--- RECORDS FOR THIS EXERCISE Enclosed Below ---

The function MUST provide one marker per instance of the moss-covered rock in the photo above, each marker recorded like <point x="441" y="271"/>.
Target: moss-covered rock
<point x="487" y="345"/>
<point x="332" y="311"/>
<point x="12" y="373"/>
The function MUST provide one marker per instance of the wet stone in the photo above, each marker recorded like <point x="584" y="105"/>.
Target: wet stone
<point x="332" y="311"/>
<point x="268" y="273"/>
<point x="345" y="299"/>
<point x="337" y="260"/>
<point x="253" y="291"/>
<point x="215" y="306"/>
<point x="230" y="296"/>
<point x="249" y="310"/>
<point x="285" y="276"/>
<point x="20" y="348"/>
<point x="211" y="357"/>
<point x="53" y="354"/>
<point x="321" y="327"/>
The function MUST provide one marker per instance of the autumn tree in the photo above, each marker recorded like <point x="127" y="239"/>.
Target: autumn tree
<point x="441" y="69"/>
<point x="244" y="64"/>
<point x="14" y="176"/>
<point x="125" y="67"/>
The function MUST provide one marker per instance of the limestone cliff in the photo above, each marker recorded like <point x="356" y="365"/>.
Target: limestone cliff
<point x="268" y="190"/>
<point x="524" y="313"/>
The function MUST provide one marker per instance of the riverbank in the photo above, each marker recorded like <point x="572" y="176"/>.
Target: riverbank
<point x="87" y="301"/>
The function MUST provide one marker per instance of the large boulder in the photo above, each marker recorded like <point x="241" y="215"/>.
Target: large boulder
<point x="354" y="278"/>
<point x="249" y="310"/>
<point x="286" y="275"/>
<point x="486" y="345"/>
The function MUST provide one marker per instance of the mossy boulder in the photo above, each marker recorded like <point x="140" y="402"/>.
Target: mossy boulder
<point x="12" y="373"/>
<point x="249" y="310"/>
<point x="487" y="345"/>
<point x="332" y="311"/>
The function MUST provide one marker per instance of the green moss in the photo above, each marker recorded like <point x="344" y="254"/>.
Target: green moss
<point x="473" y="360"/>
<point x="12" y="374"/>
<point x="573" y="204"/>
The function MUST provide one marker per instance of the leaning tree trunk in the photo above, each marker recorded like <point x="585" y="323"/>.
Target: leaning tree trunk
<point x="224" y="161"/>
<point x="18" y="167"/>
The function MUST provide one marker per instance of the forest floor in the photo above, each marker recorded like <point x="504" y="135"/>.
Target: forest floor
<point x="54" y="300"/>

--- End of Enclosed RECORDS FOR THIS EXERCISE ---

EXERCISE REQUIREMENTS
Please return the lines above that run from the line containing "Target: moss-covered rock" to the line containing "The function MUST provide one marker per instance of the wet", inclusive, exactly and with no other lines.

THE COMPLETED TASK
Target: moss-covered rock
<point x="487" y="345"/>
<point x="332" y="311"/>
<point x="12" y="373"/>
The function MUST provide one marker per instance of the wet stone in the photo above, each marker recorded like <point x="584" y="105"/>.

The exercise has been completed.